ACTIVITIES:
• a. In the eQTL methods excerpt, how many permutations were performed in total for probesets that did not stop after the first 1,000?
• b. Write the next part of the eQTL methods excerpt, picking up right after its final sentence.

EXCERPT TO READ:
*** Block opens ***
The permutation-based significance assessment was performed by permuting the gene expression values and rerunning each eQTL analysis. For probesets in which the non-permuted minimum p-value was exceeded 15 times in the first 1,000 permutations, no additional permutation was performed. For all other probesets, a total of 10,000 permutations were performed. To correct for multiple testing, q-values were calculated from the empiric p-values of each probeset, and probesets with a q-value ≤0.05 were declared significant.
Replication in GTEx Whole Blood Cis eQTL Results
GTEx v4 whole blood cis eQTL results were downloaded from the GTEx portal(10). All SNP-gene pairs with q-value ≤0.05 in either the ECLIPSE 1 genomewide cis eQTL baseline or max yield analysis were extracted from the GTEx results, and GTEx q-values were calculated. q-value ≤0.05 in GTEx defined replication.
Identification of PICS SNPs and Overlap with Roadmap Epigenomic Cell-Type Enhancer Regions
The most significant SNP for each of the top 100 eQTL genes in ECLIPSE 1 was selected. We used the probabilistic identification of causal SNPs (PICS, http://www.broadinstitute.org/pubs/finemapping) approach to identify all SNPs with a ≥5% likelihood of being the causal variant for a given eQTL(11). These SNP were then queried against enhancer regions for cell types from the Roadmap Epigenomics and ENCODE projects, in the Haploreg database(12). For each gene, we summed the number of SNPs within enhancer regions multiplied by each SNP’s PICS probability. Thus, for a given gene, the SNP-enhancer overlap score could range between 0 and 1. The average overlap score across the 100 eQTL genes was used to rank cell-types. The null distribution was estimated by randomly selecting, for each of the 100 lead eQTL SNPs, three non-significant SNPs (as defined by eQTL q-value ≥ in all ECLIPSE 1 analyses) that were matched by allele frequency and distance from the transcription start site. Cell-type enhancer enrichment was then calculated for this null set and used to normalize the enrichments for the lead eQTL SNPs. The observed enrichments for immune-related cells were compared to the non-immune cells using the Mann-Whitney test.
*** Block closes ***
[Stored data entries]
*** Block opens ***
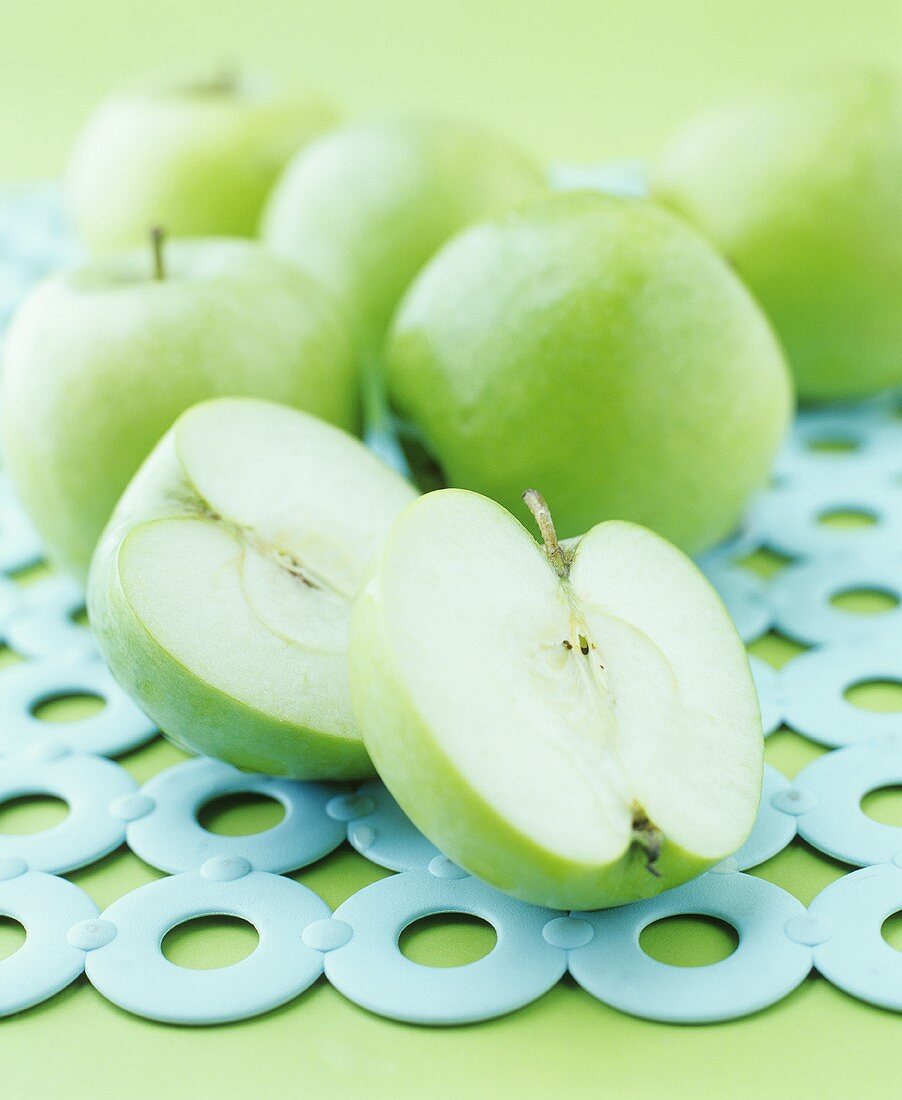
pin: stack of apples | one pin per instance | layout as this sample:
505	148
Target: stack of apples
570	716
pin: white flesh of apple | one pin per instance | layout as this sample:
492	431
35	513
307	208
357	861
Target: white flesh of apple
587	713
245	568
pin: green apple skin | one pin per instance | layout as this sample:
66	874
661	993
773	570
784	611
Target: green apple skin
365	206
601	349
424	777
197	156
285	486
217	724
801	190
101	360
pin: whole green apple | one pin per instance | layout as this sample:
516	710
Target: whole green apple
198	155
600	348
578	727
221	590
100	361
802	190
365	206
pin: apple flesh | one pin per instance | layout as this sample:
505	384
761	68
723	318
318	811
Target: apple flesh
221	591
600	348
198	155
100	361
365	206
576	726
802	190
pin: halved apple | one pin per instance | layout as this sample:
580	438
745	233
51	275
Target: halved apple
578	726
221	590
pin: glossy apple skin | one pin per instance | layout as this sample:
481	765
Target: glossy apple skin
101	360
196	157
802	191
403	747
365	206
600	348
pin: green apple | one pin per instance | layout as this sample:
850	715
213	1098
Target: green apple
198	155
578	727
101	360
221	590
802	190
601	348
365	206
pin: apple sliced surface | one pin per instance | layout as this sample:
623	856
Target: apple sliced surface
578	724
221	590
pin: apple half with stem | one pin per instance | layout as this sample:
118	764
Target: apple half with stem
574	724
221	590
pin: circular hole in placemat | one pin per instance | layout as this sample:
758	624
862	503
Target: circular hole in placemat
*** Block closes ***
OUTPUTS FOR THE TASKS:
• a. A total of 10,000 permutations were performed.

• b.
Funding
This work was supported by U.S. National Institutes of Health (NIH) grants K08HL102265, R01HL124233, and R01HL126596 (Castaldi), P01HL105339, R01HL089856 (Silverman), R01HL094635, R01NR013377, and R01HL125583 (Hersh). Ma’en Obeidat is a Postdoctoral Fellow of the Michael Smith Foundation for Health Research (MSFHR) and the Canadian Institute for Health Research (CIHR) Integrated and Mentored Pulmonary and Cardiovascular Training program (IMPACT). Don Sin is a Tier 1 Canada Research Chair for COPD. The content is solely the responsibility of the authors and does not necessarily represent the official views of the National Institutes of Health. The ECLIPSE study was sponsored by GSK (NCT00292552).
Author Contributions
Study design: PJC, CPH, MO, DDS, and PP. Data acquisition: EKS, RTS. Data Analysis: PJC, MO, MP, AL, RC, EHS. Critical revision of manuscript: all authors.
Conflict of Interest
R.T.-S. is a current employee and shareholder of GSK. E.K.S. has received grant support from GSK for studies of COPD genetics and honoraria and consulting fees from AstraZeneca.
Acknowledgements
We acknowledge Dr. Nan Laird for her contributions regarding statistical issues related to FDR estimation.